▶ Items listed in a dataset
★ ★ ★
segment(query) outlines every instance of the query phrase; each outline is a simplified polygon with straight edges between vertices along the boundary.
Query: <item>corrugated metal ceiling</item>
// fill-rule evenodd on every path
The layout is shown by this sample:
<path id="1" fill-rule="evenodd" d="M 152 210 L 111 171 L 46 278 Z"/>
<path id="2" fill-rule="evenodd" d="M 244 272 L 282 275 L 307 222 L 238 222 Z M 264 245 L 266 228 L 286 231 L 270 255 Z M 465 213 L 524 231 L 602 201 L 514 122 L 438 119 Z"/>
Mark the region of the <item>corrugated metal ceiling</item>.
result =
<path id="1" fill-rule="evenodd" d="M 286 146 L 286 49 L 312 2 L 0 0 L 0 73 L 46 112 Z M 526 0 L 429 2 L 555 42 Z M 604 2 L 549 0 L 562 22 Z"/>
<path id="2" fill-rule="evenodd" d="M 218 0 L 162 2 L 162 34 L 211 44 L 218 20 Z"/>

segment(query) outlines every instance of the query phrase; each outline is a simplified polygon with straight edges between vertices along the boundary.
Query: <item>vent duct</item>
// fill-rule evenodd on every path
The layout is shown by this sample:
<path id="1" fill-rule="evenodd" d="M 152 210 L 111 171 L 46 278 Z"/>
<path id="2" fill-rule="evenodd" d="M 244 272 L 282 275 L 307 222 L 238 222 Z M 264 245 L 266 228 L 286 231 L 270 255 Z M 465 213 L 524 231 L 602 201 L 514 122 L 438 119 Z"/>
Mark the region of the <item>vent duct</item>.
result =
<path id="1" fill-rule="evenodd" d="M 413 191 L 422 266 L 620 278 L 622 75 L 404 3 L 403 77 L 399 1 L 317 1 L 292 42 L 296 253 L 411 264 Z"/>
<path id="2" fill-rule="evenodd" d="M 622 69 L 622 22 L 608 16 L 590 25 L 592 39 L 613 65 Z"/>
★ ★ ★
Make a verbatim copy of every entry shown above.

▶ Expected answer
segment(query) outlines every instance of the query phrase; each outline is a simplified polygon with straight edges between vertices along the boundary.
Query: <item>corrugated metal ceiling</item>
// fill-rule evenodd on every path
The layout is shown by this sample:
<path id="1" fill-rule="evenodd" d="M 152 210 L 111 171 L 46 278 Z"/>
<path id="2" fill-rule="evenodd" d="M 244 272 L 282 275 L 307 222 L 238 222 Z M 264 245 L 266 228 L 286 231 L 270 255 Z M 465 213 L 524 231 L 602 201 L 514 122 L 438 119 Z"/>
Mark the region of the <item>corrugated metal ceiling</item>.
result =
<path id="1" fill-rule="evenodd" d="M 286 146 L 286 49 L 312 2 L 0 0 L 0 73 L 46 112 Z M 526 0 L 429 2 L 555 42 Z M 604 2 L 549 0 L 562 22 Z"/>
<path id="2" fill-rule="evenodd" d="M 218 0 L 162 2 L 162 34 L 211 44 L 218 20 Z"/>

segment(query) outlines every instance of the query phrase; each outline is a simplified polygon with straight edges between vertices along the boundary.
Query: <item>vent duct</item>
// fill-rule evenodd on every path
The layout is shown by this sample:
<path id="1" fill-rule="evenodd" d="M 152 210 L 111 171 L 46 278 Z"/>
<path id="2" fill-rule="evenodd" d="M 244 272 L 282 275 L 307 222 L 238 222 Z M 264 245 L 266 228 L 286 231 L 270 255 Z M 465 213 L 524 231 L 602 201 L 514 122 L 438 119 Z"/>
Mark the region of the <item>vent duct</item>.
result =
<path id="1" fill-rule="evenodd" d="M 413 191 L 422 266 L 620 278 L 622 75 L 404 3 L 403 77 L 399 1 L 317 1 L 292 42 L 296 253 L 411 264 Z"/>
<path id="2" fill-rule="evenodd" d="M 622 69 L 622 22 L 608 16 L 590 25 L 592 39 L 613 65 Z"/>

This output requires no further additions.